Work instructions:
Pull out every line of the rows below that contains the string "background". Case counts, so only lines with that exact capitalization qualify.

--- START ---

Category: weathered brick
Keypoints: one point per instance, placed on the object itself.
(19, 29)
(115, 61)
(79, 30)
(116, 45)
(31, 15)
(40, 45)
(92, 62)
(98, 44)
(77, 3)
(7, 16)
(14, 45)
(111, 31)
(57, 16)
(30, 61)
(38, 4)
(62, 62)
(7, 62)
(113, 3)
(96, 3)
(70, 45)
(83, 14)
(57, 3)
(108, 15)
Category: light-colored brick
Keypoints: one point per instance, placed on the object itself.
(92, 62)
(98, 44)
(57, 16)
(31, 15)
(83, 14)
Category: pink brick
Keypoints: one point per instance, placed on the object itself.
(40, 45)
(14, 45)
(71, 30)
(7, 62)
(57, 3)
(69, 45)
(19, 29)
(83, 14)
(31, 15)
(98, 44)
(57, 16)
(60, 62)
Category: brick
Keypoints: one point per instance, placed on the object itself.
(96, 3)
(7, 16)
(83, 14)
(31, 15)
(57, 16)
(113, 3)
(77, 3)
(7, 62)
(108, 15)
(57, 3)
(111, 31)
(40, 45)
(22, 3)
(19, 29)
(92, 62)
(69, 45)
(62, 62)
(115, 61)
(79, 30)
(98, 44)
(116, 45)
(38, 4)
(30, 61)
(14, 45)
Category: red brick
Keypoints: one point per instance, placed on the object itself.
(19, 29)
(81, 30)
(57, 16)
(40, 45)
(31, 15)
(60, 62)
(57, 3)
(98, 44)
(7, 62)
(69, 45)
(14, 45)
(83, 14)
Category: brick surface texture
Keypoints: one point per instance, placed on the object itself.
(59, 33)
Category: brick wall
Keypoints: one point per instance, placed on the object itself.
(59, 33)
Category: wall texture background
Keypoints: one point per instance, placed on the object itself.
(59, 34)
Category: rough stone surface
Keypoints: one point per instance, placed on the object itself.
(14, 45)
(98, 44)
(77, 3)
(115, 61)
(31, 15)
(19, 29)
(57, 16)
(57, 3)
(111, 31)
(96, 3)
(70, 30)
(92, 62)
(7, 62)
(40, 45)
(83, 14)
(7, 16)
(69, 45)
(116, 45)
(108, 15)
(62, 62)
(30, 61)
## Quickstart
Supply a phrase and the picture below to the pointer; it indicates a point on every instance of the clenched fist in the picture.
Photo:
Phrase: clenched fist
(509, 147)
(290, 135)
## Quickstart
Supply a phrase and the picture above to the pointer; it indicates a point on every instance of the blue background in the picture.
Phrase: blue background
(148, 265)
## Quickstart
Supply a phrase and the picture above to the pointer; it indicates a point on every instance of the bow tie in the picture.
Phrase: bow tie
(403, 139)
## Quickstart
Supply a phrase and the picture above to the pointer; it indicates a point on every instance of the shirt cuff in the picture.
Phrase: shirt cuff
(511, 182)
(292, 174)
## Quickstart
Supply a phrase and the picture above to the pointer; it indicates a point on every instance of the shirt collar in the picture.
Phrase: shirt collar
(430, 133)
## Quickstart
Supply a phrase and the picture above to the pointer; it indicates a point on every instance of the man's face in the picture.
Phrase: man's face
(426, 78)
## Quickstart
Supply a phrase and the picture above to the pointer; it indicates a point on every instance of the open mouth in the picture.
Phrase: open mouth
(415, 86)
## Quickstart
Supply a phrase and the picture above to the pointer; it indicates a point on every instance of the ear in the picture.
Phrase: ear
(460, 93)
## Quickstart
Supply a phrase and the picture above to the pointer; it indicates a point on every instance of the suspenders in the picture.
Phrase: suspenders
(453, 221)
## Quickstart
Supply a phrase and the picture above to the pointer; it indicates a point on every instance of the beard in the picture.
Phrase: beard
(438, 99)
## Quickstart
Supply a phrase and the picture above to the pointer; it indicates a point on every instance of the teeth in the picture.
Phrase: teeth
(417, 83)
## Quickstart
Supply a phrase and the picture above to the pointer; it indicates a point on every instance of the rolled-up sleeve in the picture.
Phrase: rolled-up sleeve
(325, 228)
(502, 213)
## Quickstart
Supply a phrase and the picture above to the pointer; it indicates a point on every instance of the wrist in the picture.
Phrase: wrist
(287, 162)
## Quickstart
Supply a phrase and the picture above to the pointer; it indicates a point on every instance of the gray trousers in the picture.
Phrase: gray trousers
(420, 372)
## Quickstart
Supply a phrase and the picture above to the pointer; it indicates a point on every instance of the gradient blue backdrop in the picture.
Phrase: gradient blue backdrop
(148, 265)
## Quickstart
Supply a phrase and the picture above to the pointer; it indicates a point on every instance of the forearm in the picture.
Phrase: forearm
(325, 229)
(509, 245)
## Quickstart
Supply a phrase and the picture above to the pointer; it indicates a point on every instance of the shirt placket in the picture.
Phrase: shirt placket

--- END ---

Correct answer:
Category: wall texture background
Supply a phrase and the picture above to the pointer; it indicates a point on every instance of the blue background in the picture.
Phrase: blue background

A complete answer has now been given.